**Exercise objective**
Please copy the listing below with "vertices" renamed to "corner points" and everything else unchanged, omitting the pictures.

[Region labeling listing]
- - - - - - -

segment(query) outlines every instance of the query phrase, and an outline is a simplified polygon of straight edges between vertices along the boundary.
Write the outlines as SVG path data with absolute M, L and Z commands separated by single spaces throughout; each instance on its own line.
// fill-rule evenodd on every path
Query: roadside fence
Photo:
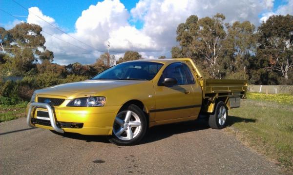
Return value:
M 293 94 L 293 86 L 250 85 L 248 92 L 266 94 Z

- - - - - - -

**Completed task**
segment(query) outlines every instance of the query phrase, and an outline is a simplified polygon of straight edges between corner points along the boundary.
Write the outlines as SVG path data with absolute M, L and Z commands separated by single spaces throughout; each instance on its own line.
// fill-rule evenodd on every path
Query: roadside fence
Photo:
Return value:
M 293 94 L 293 86 L 250 85 L 248 92 L 266 94 Z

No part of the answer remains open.